%%

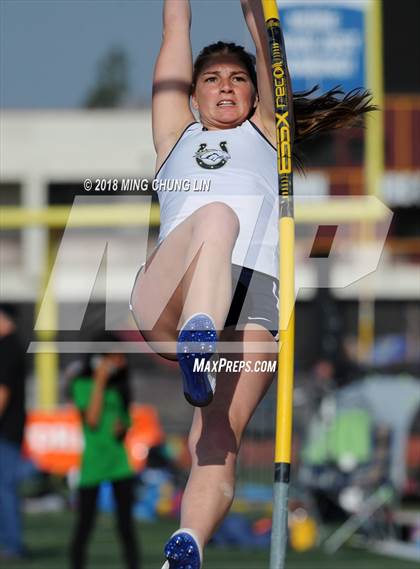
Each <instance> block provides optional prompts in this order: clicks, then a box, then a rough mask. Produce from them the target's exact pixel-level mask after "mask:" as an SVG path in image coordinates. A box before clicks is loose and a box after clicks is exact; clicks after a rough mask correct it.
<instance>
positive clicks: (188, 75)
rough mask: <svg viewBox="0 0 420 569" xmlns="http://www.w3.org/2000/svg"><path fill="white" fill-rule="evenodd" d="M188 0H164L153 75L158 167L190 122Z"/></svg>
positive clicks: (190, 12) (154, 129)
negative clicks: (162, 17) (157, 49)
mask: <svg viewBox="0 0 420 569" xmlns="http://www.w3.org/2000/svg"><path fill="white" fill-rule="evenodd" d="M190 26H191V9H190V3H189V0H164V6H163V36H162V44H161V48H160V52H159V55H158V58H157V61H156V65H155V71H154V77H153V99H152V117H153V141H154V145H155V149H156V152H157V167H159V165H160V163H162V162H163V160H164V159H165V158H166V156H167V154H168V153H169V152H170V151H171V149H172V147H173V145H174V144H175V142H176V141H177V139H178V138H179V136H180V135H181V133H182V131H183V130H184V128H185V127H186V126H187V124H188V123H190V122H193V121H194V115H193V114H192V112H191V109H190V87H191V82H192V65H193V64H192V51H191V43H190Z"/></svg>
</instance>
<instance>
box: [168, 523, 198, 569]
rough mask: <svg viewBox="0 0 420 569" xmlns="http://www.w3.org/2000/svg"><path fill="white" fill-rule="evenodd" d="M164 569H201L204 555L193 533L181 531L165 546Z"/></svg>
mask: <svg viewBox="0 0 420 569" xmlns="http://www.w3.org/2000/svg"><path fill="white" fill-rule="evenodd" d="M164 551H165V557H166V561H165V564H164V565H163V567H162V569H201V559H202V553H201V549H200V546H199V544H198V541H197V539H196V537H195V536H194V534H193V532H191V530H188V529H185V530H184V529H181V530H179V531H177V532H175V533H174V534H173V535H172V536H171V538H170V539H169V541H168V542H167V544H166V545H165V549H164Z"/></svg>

%%
%%

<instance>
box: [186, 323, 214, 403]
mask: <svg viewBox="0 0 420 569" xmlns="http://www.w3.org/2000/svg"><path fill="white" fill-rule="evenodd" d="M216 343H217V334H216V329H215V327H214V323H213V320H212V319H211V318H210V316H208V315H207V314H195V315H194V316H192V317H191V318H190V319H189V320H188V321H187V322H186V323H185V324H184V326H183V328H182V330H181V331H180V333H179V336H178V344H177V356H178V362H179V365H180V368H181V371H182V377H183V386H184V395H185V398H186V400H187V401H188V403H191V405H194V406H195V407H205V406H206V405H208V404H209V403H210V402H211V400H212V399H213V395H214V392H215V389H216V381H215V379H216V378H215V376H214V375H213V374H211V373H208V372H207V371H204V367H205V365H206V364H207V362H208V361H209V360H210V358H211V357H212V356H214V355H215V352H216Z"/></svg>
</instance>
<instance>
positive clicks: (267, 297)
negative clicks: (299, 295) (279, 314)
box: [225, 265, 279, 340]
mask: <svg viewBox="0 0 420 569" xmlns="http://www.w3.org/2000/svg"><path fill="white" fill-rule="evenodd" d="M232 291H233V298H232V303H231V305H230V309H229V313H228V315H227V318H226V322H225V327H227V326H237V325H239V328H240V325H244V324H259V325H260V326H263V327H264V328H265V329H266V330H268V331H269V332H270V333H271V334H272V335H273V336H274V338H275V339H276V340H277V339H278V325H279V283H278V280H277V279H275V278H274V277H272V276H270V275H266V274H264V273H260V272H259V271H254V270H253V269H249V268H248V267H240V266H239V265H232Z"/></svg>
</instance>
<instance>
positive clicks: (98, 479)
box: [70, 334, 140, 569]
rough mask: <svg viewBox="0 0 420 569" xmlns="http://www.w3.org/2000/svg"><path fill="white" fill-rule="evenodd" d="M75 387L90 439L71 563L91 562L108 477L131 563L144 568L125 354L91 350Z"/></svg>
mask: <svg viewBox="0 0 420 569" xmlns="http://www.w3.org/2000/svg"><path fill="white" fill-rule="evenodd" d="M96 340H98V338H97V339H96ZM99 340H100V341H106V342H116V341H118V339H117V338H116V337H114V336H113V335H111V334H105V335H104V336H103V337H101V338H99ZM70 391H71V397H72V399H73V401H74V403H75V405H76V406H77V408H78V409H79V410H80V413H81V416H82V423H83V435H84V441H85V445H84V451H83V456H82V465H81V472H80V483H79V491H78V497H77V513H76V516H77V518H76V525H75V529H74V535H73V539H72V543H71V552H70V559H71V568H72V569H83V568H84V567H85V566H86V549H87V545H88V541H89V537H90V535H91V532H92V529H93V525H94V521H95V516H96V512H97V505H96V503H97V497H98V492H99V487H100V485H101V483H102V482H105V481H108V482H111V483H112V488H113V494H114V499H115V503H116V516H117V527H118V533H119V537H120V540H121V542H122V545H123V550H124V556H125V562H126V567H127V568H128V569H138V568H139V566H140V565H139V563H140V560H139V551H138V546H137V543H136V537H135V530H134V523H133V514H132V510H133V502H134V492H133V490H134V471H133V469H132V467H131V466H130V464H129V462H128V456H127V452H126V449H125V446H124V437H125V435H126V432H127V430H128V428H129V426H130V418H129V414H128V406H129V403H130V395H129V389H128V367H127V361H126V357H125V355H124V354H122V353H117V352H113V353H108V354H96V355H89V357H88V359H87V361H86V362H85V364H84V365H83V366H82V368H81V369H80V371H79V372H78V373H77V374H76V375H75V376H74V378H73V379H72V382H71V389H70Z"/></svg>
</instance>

%%

- _EXERCISE DESCRIPTION_: Referring to the material above, set down exactly the lines between the line with "Each <instance> block" and the line with "positive clicks: (190, 12) (154, 129)", inclusive, and no other lines.

- _RESPONSE TO THE EXERCISE_:
Each <instance> block provides optional prompts in this order: clicks, then a box, then a rough mask. Produce from them the target's exact pixel-level mask after "mask:" as an SVG path in image coordinates. A box before clicks is loose and a box after clicks is exact; clicks after a rough mask correct it.
<instance>
positive clicks: (188, 75)
rough mask: <svg viewBox="0 0 420 569" xmlns="http://www.w3.org/2000/svg"><path fill="white" fill-rule="evenodd" d="M188 0H164L153 75L158 167L190 122Z"/></svg>
positive clicks: (190, 12) (154, 129)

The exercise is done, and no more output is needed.